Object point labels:
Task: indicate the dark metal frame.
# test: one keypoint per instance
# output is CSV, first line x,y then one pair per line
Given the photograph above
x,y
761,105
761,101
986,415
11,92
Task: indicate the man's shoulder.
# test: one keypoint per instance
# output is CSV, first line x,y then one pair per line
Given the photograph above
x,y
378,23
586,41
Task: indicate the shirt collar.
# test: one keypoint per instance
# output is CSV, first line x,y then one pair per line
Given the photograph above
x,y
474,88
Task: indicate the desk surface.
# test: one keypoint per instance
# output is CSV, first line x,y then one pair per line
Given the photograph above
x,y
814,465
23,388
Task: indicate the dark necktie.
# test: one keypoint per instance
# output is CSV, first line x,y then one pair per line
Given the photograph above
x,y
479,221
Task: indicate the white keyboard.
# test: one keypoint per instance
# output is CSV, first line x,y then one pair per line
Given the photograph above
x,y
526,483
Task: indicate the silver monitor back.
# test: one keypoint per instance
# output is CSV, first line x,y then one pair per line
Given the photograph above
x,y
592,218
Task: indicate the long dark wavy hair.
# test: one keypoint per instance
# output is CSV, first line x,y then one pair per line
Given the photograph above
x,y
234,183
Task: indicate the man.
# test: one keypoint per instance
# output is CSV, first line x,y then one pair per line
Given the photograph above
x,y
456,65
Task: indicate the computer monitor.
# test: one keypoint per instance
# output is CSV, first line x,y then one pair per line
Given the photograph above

**WHAT THE TASK REQUIRES**.
Every entry should be printed again exactly as it stands.

**ANSWER TO THE PROBLEM**.
Task: indicate the dark metal frame.
# test: one keypoint per instance
# output is CSV, first line x,y then one pair per line
Given the photograph above
x,y
761,105
761,101
986,415
11,92
Task: indicate the man's shoulder.
# test: one keypoint per instance
# output is CSV, first line x,y then one pair per line
Given the photograph above
x,y
378,23
586,41
Task: indicate the shirt collar.
# test: one keypoint per instance
# output is CSV, first line x,y then one pair per line
Given the photograph above
x,y
474,88
Task: indicate the desk surface.
# test: one keypoint per instance
# output is CSV, first line x,y then one pair per line
Given the photograph above
x,y
814,465
23,388
Task: indicate the dark necktie.
# test: one keypoint per instance
# output is CSV, first line x,y then one pair per line
Given the photograph above
x,y
479,221
Task: indicate the white keyboard.
# test: one keypoint per instance
# output is CSV, first line x,y then one pair per line
Given the photograph above
x,y
526,483
Task: indicate the silver monitor back.
# test: one keypoint per instance
# output is CSV, first line x,y then one pair per line
Given the photograph above
x,y
592,218
Task: indicate the long dark wavy hair.
# test: one keypoint per instance
# output is CSV, first line x,y then one pair per line
Given the photograph above
x,y
234,183
Task: indicate the man.
# test: one keypoint per instance
# output is CSV, first line x,y then one pair per line
Given the photograph above
x,y
456,65
Task: indicate the computer monitor.
# test: one keypoint per instance
# output is CSV, first line x,y then one pair per line
Given the photograph above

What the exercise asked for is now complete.